Work required:
Copy the items word for word, from the first line through the line containing "[(191, 70)]".

Data for this exercise:
- - - - -
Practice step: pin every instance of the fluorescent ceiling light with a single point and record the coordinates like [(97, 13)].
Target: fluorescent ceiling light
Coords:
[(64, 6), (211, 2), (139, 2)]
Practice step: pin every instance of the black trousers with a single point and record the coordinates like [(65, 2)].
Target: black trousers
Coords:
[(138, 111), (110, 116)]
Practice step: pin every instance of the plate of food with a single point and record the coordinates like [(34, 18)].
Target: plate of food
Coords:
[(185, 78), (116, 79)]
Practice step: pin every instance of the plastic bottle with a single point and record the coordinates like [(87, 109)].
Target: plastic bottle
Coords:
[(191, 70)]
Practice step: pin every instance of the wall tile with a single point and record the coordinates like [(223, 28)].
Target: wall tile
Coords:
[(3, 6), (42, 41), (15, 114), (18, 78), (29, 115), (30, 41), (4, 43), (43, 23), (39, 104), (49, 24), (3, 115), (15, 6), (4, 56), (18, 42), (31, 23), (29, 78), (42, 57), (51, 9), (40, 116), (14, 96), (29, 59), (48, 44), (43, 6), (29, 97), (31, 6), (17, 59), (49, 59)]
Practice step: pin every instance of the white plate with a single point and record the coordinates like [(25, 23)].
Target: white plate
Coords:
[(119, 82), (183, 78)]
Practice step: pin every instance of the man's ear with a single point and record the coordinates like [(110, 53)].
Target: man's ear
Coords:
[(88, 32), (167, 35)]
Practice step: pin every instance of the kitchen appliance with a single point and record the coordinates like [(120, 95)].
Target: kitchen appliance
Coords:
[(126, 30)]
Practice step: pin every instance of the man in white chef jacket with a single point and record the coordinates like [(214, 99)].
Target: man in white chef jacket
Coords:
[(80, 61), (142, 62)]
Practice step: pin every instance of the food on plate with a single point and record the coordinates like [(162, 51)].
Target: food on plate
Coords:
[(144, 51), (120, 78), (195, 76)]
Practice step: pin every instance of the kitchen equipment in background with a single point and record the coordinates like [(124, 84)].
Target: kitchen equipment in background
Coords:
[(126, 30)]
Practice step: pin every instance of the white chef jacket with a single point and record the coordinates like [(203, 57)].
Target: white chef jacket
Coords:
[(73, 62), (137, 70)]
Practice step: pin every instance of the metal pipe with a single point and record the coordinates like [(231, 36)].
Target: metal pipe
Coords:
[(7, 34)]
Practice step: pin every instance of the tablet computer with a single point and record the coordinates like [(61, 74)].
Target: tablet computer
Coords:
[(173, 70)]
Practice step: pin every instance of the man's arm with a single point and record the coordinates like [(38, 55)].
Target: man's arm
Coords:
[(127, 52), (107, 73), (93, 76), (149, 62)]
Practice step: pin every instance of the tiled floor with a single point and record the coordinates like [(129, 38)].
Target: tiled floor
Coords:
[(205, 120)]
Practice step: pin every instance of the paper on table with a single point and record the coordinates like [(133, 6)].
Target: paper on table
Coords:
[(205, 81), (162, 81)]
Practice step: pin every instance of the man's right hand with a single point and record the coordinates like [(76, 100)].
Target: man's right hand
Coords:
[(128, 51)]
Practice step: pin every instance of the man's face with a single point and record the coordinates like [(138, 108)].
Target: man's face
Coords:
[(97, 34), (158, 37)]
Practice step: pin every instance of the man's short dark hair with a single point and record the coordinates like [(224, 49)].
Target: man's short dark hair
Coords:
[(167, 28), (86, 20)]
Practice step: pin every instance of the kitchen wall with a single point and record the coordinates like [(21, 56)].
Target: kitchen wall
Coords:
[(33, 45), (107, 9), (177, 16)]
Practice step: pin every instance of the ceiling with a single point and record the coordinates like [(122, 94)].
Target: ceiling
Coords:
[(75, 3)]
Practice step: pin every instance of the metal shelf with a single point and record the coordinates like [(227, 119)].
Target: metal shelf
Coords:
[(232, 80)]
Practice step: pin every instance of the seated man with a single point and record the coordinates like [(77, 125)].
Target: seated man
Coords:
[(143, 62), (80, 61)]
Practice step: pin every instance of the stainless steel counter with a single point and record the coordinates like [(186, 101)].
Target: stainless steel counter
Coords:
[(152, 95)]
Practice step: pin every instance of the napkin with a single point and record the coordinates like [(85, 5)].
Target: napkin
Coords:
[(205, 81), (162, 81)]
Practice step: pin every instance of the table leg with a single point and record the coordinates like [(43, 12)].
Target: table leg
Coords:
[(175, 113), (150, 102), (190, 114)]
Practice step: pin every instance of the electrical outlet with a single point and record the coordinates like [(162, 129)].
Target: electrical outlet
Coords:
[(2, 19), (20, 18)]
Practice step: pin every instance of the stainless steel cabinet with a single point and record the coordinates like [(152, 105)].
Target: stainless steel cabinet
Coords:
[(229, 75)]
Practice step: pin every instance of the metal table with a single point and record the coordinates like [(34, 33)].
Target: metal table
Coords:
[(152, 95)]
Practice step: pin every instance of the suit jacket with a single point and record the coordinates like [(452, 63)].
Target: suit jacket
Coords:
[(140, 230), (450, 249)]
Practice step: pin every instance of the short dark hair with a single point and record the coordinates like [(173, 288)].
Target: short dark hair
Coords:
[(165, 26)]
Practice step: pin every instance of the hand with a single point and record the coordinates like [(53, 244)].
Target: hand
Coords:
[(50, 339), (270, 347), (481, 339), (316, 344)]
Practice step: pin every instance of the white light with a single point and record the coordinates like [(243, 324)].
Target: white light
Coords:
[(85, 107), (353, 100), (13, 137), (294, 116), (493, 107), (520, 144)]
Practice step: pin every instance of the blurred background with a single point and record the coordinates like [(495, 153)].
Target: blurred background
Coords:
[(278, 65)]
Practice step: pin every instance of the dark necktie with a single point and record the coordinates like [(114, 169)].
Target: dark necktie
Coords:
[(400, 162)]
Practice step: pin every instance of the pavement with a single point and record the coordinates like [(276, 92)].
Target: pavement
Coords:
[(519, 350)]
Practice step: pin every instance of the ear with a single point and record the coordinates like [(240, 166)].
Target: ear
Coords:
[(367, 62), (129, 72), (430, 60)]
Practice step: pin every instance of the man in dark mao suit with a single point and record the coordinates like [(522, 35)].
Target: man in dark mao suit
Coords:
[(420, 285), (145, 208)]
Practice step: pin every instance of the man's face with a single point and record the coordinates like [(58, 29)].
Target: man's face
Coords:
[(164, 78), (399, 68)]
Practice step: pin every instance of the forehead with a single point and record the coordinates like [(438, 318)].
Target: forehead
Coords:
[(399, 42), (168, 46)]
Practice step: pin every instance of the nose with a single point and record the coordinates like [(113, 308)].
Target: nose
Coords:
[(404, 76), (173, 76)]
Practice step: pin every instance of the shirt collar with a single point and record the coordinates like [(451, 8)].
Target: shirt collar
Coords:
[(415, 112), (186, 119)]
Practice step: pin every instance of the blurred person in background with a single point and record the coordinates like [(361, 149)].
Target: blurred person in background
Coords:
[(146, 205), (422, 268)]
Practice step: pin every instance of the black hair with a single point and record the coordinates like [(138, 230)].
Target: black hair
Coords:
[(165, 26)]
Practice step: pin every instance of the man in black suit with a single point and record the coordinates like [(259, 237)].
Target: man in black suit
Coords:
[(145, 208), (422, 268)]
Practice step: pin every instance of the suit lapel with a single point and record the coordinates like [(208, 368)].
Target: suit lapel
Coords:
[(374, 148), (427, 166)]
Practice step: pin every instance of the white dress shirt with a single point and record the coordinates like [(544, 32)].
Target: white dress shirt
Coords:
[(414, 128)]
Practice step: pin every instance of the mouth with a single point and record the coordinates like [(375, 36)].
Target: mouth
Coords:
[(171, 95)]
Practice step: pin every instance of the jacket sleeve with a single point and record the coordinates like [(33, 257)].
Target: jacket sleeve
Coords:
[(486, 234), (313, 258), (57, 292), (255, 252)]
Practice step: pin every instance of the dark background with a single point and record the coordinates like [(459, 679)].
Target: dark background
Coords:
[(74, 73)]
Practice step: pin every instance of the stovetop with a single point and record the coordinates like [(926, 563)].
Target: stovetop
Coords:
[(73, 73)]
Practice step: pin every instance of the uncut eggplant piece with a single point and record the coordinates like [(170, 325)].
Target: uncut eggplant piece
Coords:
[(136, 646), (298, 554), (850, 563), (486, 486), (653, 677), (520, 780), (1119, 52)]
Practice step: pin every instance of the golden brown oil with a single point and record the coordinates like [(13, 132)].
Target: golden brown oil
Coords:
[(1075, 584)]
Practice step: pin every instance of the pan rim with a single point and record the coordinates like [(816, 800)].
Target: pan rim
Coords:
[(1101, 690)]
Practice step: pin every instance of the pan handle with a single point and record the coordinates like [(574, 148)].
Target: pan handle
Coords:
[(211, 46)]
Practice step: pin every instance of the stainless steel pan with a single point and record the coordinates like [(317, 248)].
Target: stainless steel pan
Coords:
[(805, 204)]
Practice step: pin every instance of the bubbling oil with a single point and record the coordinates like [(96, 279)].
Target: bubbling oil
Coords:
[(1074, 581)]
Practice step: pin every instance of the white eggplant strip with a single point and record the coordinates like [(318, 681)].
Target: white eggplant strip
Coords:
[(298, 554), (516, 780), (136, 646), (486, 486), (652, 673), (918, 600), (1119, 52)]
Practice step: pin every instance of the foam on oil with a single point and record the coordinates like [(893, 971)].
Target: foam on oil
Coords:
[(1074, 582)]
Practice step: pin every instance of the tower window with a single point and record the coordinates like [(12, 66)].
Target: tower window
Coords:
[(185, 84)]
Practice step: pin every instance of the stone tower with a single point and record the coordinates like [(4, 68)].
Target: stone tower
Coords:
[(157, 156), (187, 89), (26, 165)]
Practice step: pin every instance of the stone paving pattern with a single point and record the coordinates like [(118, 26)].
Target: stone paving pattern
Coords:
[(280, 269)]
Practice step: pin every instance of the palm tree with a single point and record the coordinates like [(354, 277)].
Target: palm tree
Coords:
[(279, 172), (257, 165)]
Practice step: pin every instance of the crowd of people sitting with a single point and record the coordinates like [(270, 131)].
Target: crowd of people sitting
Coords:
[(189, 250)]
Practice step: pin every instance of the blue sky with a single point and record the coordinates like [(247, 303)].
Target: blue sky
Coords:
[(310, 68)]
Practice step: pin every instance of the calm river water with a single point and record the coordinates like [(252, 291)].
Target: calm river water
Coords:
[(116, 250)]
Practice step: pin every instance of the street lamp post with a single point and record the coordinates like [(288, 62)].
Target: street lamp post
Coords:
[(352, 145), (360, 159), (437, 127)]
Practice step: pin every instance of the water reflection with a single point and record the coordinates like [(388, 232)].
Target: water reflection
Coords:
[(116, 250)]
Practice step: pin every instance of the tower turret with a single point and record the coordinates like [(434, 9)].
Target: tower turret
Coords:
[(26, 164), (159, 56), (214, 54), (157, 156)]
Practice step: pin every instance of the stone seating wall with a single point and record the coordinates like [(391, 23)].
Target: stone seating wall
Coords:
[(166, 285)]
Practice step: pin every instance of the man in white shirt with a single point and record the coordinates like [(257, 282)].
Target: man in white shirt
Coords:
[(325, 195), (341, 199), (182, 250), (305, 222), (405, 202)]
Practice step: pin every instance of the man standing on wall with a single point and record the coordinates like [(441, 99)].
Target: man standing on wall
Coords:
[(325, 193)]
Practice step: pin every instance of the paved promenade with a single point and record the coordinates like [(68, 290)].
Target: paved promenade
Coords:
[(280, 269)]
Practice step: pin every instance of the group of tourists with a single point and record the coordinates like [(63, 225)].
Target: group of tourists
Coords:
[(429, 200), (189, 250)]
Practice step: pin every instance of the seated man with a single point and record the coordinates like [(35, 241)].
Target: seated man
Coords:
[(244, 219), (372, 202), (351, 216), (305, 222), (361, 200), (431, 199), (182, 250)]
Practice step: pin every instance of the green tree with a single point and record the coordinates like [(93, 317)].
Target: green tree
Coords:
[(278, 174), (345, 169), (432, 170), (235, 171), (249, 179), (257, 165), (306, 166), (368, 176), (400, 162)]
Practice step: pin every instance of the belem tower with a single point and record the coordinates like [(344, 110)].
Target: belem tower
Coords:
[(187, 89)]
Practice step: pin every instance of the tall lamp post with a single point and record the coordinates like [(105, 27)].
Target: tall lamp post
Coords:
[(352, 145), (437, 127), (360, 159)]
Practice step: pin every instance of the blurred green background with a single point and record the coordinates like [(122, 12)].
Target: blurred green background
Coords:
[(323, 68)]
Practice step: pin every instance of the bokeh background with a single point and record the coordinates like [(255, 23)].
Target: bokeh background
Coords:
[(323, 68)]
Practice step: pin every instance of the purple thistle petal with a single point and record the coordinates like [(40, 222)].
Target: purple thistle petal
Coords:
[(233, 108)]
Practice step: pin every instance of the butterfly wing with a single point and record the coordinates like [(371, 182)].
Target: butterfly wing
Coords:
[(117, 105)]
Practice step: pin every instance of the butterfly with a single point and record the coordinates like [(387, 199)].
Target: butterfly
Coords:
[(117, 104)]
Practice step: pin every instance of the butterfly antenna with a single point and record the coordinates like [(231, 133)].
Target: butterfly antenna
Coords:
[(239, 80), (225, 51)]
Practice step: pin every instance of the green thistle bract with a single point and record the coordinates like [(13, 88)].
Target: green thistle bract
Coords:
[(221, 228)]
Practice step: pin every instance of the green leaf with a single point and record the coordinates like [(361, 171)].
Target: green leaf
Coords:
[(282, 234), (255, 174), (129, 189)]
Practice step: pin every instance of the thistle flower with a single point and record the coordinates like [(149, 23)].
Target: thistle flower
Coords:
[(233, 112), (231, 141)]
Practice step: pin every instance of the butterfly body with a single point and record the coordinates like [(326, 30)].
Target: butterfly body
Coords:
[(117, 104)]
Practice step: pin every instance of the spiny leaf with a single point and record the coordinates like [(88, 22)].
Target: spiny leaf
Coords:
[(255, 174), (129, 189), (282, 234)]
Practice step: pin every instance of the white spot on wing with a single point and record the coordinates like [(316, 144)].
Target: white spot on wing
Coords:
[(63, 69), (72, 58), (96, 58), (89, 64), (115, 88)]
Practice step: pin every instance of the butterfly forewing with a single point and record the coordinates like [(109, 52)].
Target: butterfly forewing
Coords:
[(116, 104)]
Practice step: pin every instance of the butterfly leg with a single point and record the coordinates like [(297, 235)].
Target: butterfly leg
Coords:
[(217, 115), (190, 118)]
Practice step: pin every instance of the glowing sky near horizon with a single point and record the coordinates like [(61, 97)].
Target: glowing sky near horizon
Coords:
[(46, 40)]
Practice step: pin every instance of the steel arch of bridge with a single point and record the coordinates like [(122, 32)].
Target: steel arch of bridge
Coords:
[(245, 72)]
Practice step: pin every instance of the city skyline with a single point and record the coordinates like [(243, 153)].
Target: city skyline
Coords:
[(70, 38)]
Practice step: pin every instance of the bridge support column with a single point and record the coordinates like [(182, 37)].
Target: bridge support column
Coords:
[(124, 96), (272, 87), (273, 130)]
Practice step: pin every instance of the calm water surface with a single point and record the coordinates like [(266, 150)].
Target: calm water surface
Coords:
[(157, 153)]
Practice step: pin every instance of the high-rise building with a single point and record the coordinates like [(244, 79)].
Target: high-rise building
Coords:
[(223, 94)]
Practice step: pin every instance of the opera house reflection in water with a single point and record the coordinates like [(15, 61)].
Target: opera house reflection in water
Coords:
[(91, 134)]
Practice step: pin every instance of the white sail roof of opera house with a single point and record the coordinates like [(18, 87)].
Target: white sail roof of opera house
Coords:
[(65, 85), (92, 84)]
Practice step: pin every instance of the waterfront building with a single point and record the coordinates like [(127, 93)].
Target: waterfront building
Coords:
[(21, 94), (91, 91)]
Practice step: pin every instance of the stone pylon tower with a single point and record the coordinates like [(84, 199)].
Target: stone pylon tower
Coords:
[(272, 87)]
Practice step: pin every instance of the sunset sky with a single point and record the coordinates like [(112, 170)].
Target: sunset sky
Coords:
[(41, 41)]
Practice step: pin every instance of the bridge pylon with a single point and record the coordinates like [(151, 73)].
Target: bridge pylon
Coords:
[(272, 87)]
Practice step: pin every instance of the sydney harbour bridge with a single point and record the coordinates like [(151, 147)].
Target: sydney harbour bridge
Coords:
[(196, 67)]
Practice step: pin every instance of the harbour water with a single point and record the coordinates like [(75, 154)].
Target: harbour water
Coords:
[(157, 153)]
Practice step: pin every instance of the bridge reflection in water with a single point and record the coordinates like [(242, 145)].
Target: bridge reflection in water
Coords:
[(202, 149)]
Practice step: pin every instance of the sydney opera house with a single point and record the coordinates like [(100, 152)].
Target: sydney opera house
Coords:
- - - - -
Correct result:
Practice step: pin every instance of the fluorescent ceiling light with a single point and record the coordinates like [(97, 13)].
Target: fluorescent ceiling light
Coords:
[(64, 6), (211, 2), (139, 2)]
Practice step: pin every instance of the black trousers with a single point and record the coordinates like [(65, 2)].
Target: black trousers
Coords:
[(138, 111), (110, 116)]
Practice step: pin every instance of the plate of food with a single point and record the coordinates like [(34, 18)].
Target: plate of food
Coords:
[(185, 78), (116, 79)]
Practice step: pin every instance of the plastic bottle with a single point and record the coordinates like [(87, 109)].
Target: plastic bottle
Coords:
[(191, 70)]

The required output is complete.